::: SOURCE :::
The RMS value of is the Root-Mean-Square value. It is essential for determining power dissipation in circuits.

Determining RMS value of an AC signal measurement has been a challenge for multimeter designers for years. Since the RMS value of a signal was used to determine dissipation, it is not strange that the earliest RMS meters contained a dissipating element, and the RMS value was derived from the temperature rise of the heating element. Since the advance of semiconductors, and especially analog IC's, RMS was determined by actually multiplying a voltage with itself, filtering, and taking the square root. To get an acceptable resolution, the analog circuits needed a low noise floor, great linearity. Needless to say these chips where expensive.

With the introduction of digital electronics, and ADC's, life got so much easier.

Below is a method of implementing RMS measurements on a mains AC signal, with minimal external circuit, in MMBasic on a small micromite.
::: PROVIDED INFORMATION :::
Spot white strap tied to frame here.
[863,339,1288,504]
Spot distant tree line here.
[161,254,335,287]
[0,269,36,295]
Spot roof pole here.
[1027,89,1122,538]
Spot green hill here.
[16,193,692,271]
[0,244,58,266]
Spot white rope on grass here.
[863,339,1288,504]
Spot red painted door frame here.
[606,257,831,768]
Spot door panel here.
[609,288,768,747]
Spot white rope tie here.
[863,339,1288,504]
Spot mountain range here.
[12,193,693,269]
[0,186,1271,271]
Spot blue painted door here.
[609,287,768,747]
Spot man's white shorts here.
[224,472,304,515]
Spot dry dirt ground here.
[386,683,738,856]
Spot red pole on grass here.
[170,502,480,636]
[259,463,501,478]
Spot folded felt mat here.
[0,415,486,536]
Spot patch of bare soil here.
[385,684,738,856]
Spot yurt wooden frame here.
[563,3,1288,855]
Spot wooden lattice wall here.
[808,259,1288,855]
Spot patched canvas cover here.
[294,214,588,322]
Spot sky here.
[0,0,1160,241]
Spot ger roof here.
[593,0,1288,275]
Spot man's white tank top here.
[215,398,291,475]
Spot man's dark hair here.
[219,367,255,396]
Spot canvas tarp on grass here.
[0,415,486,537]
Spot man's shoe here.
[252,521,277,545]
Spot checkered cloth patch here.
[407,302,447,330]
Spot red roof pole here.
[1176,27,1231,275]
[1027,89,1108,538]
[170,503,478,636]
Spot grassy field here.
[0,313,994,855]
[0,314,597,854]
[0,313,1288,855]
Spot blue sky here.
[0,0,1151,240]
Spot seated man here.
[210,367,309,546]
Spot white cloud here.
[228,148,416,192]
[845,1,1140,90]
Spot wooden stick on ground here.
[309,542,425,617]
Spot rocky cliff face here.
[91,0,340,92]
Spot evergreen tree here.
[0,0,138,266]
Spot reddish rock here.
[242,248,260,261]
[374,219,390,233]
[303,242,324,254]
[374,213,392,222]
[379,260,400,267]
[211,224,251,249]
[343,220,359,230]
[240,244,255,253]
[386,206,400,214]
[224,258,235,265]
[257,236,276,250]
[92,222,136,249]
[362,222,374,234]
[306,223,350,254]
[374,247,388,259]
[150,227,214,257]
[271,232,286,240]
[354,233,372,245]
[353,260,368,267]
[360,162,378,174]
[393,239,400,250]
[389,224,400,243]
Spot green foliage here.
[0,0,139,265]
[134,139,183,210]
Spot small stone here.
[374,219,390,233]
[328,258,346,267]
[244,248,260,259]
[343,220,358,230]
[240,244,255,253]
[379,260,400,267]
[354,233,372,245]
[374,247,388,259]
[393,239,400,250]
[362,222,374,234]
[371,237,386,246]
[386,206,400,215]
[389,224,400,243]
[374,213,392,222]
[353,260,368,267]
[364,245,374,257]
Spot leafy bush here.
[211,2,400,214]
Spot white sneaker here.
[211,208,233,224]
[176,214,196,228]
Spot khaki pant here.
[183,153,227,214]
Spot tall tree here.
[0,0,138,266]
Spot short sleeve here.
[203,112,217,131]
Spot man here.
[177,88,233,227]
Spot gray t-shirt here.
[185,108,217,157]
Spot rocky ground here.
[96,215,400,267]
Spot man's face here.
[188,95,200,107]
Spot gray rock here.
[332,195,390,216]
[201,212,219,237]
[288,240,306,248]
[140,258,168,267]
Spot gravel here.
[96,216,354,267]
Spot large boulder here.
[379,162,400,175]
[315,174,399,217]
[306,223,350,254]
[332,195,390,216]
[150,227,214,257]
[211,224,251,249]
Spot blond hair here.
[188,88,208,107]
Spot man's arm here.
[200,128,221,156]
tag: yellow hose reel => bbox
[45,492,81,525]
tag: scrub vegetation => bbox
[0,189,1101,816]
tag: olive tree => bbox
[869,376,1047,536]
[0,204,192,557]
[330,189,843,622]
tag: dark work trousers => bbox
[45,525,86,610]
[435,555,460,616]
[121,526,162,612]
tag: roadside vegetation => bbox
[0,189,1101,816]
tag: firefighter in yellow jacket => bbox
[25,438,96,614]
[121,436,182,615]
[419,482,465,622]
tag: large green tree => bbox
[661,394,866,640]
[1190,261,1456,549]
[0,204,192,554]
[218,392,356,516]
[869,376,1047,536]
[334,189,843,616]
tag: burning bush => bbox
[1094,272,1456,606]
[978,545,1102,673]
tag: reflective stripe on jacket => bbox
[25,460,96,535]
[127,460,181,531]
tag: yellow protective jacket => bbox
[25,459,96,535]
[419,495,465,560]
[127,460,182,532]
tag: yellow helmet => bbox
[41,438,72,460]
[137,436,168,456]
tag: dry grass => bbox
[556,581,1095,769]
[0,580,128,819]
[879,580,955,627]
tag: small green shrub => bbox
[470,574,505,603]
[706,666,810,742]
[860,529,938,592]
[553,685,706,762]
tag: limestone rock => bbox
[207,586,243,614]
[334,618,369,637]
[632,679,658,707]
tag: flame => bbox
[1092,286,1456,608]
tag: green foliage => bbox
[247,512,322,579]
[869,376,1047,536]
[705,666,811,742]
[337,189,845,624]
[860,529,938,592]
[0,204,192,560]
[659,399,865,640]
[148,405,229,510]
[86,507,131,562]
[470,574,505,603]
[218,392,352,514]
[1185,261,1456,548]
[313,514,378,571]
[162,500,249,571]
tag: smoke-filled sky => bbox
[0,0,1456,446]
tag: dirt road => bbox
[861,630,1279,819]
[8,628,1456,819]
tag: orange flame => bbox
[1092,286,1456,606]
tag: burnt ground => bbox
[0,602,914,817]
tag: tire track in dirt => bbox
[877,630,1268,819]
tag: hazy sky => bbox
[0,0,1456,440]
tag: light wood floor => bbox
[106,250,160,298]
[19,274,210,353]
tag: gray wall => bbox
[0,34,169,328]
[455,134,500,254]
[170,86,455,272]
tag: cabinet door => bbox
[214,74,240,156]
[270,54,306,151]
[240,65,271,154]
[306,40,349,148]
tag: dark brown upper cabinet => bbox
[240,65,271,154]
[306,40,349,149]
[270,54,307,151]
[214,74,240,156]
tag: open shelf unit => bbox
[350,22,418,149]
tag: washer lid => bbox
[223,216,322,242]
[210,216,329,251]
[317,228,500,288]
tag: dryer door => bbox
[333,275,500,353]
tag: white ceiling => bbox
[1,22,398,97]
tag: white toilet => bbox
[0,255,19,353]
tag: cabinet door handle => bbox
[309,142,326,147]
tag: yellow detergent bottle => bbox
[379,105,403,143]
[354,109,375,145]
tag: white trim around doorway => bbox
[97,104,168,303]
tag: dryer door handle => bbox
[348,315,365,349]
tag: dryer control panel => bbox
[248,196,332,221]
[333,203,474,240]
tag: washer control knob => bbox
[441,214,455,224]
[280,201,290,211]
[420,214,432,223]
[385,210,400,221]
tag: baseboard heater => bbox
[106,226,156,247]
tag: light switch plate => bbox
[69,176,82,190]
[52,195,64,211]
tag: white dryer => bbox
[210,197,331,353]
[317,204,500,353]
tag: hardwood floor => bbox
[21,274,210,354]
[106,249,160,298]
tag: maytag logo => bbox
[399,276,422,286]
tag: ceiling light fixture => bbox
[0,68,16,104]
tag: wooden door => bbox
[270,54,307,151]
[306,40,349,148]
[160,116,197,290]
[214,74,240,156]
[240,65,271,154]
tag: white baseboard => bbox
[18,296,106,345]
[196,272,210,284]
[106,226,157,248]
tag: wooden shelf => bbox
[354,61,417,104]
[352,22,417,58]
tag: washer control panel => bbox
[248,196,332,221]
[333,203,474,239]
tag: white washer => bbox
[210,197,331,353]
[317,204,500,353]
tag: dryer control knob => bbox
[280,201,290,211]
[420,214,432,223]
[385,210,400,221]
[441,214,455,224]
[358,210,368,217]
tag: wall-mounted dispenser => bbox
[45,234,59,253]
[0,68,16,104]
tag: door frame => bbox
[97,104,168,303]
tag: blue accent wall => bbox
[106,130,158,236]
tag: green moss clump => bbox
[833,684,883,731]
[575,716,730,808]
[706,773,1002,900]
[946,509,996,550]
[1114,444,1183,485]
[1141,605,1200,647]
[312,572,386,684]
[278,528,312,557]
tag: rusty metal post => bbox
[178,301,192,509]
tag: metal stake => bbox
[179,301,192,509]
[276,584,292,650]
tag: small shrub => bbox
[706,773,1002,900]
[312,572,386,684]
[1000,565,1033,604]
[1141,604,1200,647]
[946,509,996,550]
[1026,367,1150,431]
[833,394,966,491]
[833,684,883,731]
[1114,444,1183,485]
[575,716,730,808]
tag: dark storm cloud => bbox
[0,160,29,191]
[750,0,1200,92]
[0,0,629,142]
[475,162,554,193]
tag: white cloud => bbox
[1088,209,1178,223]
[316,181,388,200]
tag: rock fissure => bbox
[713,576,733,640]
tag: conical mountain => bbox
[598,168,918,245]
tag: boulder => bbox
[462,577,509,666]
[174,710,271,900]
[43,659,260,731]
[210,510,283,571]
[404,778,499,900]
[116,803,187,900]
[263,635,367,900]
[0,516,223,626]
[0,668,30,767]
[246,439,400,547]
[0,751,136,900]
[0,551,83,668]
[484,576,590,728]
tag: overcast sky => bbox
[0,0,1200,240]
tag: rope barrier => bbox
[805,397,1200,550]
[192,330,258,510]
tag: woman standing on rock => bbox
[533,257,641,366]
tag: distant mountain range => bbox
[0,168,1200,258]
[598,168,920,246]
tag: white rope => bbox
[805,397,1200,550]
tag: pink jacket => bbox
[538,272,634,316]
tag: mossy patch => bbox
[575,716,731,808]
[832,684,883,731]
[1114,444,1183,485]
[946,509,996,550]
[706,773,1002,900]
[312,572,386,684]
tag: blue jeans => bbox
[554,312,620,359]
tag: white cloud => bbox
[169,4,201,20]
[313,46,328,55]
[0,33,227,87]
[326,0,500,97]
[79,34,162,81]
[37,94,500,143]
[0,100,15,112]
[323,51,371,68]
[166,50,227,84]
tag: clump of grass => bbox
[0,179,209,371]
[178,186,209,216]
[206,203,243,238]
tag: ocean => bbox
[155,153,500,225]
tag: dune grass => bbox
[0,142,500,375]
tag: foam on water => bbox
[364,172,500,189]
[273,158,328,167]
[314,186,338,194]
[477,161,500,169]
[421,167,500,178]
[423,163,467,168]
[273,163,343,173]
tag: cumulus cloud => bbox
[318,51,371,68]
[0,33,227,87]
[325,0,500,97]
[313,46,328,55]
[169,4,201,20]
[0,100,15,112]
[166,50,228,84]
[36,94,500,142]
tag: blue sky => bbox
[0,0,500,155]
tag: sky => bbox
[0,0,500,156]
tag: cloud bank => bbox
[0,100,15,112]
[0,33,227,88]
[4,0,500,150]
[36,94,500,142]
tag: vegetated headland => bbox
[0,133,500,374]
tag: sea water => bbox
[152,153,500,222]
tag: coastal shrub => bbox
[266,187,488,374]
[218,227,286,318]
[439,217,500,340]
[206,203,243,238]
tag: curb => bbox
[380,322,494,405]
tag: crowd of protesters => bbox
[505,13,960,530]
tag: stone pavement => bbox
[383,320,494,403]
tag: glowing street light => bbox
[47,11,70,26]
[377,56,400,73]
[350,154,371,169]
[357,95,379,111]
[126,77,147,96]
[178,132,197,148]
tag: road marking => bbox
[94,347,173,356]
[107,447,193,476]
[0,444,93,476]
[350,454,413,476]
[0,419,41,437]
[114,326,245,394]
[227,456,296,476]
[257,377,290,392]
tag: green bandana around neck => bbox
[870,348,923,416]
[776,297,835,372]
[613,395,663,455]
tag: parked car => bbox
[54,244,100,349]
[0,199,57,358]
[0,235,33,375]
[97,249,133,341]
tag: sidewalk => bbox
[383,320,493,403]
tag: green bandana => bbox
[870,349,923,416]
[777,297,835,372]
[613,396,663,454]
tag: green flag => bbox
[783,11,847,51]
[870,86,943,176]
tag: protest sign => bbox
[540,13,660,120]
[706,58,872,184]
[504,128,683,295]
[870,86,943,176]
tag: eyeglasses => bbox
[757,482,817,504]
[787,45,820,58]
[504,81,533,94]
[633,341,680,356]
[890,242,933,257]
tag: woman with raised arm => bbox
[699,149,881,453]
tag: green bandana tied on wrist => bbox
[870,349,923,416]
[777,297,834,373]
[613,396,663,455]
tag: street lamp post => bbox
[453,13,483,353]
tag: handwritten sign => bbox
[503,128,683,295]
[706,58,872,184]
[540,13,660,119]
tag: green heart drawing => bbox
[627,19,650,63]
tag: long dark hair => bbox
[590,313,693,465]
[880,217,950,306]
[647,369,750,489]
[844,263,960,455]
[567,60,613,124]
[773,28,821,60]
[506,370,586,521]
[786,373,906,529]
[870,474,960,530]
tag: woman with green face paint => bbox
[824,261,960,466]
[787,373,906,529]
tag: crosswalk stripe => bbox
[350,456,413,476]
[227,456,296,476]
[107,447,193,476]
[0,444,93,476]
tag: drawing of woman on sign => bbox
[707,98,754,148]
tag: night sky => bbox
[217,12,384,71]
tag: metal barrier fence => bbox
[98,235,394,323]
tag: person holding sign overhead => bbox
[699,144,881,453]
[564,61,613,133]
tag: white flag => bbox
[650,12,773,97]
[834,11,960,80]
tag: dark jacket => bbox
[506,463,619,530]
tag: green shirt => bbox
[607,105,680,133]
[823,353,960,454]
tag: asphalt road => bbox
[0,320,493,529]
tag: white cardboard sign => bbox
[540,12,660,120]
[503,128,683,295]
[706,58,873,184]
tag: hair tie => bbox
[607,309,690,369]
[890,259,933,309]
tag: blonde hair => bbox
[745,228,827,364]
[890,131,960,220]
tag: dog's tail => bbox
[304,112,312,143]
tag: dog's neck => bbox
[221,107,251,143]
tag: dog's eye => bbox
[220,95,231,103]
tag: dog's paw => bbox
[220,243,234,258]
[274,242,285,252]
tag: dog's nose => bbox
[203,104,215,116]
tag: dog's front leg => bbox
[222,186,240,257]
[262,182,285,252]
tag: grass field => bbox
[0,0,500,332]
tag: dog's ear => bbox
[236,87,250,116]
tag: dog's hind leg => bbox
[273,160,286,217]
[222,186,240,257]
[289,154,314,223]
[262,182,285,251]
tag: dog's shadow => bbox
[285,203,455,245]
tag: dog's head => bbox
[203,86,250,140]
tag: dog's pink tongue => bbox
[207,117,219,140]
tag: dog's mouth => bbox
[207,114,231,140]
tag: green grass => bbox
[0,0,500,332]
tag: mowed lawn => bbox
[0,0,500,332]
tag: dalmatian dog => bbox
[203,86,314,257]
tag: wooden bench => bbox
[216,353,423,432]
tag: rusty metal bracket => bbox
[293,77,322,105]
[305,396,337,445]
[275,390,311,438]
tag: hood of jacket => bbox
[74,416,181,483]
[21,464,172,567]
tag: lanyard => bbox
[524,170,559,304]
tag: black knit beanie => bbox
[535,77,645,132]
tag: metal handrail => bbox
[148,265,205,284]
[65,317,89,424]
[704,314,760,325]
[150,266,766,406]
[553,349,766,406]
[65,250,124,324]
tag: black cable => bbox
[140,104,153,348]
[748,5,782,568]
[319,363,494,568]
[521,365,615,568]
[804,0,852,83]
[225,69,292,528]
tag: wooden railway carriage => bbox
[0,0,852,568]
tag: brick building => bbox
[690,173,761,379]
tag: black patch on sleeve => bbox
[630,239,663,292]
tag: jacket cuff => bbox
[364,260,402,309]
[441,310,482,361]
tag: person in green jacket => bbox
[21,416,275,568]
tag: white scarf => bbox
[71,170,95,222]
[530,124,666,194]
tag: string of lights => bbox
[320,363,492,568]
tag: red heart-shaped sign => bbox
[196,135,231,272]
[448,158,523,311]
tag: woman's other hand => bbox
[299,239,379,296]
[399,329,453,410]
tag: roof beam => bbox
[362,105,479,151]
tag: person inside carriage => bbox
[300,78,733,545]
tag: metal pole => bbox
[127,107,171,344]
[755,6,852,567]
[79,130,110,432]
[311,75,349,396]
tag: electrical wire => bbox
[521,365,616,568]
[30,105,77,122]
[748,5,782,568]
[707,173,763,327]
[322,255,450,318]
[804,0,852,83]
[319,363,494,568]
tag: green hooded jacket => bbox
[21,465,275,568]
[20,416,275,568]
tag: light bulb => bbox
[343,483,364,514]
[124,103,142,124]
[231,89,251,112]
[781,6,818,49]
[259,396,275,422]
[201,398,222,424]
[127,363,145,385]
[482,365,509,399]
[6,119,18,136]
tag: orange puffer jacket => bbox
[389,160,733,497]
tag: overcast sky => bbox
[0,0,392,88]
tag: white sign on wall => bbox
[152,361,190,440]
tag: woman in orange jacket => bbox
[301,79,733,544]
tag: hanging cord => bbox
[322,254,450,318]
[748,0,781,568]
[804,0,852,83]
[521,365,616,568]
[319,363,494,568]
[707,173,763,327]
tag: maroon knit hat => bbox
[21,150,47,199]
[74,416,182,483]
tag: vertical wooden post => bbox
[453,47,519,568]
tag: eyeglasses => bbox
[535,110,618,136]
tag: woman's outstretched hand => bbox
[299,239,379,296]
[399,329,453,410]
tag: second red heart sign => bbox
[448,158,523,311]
:::
> WORK TO DO
#1 List the operations that, according to the RMS measurement text, analog ICs performed to determine the RMS value.
#2 Write the next part of the RMS measurement text, picking up after its final sentence.

> OUTPUTS IN ORDER
#1
- Multiplying a voltage with itself
- Filtering
- Taking the square root

#2
The name RMS (Root Mean Square) explains exactly what is involved: Take the square root of the mean value of all the measured value to the power two.

1/ take samples from an ADC 2/ calculate the square root of each sample and sum them all up. 3/ divide by the number of samples (summing and divide by number is essentially the mean value) 4/ take the square root of the mean value.

In essence there is no start and end to this process. But if you have a repeating signal (constant sine wave) the RMS of 1 cycle is equal to the RMS of the endless measurement. OR any number of whole cycles.

This is what is implemented in the MMBasic example.

1/ Read the ADC into an array of measurement samples 2/ by determining the last and first (falling) zero crossing (*see: technical note), we have a subset of the array that contains samples of a integer number of cycles of the input waveform. 3/ square all values in the subset 4/ sum these values up, and divide by the number of samples 5/ calculate the square root of the result. 6/ add a scaling factor to calibrate the result to real volts.

Needless to say that the accuracy is depending on the number of samples, and the accuracy of the ADC. The example below achieves a better than 1% accuracy over a 10:1 input voltage range compared to a true RMS voltmeter and a 50Hz input voltage. It uses a single ADC channel on a PIC32MX170 running MMBasic (micromite), and displays the value on a 16×2 character LCD. The LCD shows the RMS value, and the number of samples used for the conversion.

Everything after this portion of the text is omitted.